Enregistrements:

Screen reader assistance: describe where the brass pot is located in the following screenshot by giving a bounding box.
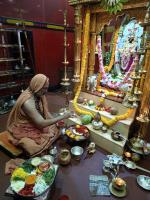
[58,149,71,165]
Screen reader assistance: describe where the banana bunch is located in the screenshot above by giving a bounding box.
[101,0,128,14]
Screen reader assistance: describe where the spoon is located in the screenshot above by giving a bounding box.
[124,161,150,173]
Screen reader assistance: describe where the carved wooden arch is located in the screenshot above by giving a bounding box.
[96,8,146,34]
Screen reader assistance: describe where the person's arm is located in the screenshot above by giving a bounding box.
[22,99,71,129]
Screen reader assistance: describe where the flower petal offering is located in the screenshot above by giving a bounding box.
[11,157,56,198]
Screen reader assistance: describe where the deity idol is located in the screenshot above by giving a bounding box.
[98,19,143,91]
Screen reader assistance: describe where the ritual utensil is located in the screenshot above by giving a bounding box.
[123,160,150,174]
[58,149,71,165]
[71,146,84,160]
[71,73,80,83]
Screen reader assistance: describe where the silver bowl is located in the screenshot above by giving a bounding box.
[71,146,83,160]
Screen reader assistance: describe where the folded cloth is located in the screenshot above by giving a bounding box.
[5,158,25,175]
[89,175,110,196]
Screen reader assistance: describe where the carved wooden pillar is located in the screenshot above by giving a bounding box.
[82,7,91,90]
[74,5,82,91]
[88,13,96,76]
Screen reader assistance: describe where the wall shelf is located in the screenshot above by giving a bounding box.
[0,27,34,114]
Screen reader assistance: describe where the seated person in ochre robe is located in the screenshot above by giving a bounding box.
[7,74,70,156]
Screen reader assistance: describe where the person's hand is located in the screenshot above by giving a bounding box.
[63,111,72,119]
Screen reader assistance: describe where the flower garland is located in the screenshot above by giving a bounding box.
[101,0,128,14]
[105,28,119,72]
[97,37,139,89]
[73,9,132,126]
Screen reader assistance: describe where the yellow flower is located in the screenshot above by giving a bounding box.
[11,167,28,180]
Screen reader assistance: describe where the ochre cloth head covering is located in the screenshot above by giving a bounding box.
[7,74,48,131]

● **Travail demandé**
Recopiez le passage qui commence à la ligne contenant « carved wooden pillar » et se termine à la ligne contenant « [73,9,132,126] », en remplaçant « Screen reader assistance » par « Accessibility help ». Ne changez rien d'autre.

● **Réponse rédigée**
Accessibility help: describe where the carved wooden pillar is located in the screenshot above by giving a bounding box.
[82,7,91,90]
[74,5,82,91]
[88,13,96,76]
Accessibility help: describe where the wall shelf is located in the screenshot above by giving a bounding box.
[0,27,34,114]
Accessibility help: describe where the seated person in ochre robe is located in the screenshot above by giving a bounding box.
[7,74,70,156]
Accessibility help: describe where the person's hand is located in the screenshot above by giving a bounding box.
[63,111,72,119]
Accessibility help: describe where the flower garland is located in the screenshot above by giving a bounding box.
[101,0,128,14]
[105,28,119,72]
[97,37,139,89]
[73,9,132,126]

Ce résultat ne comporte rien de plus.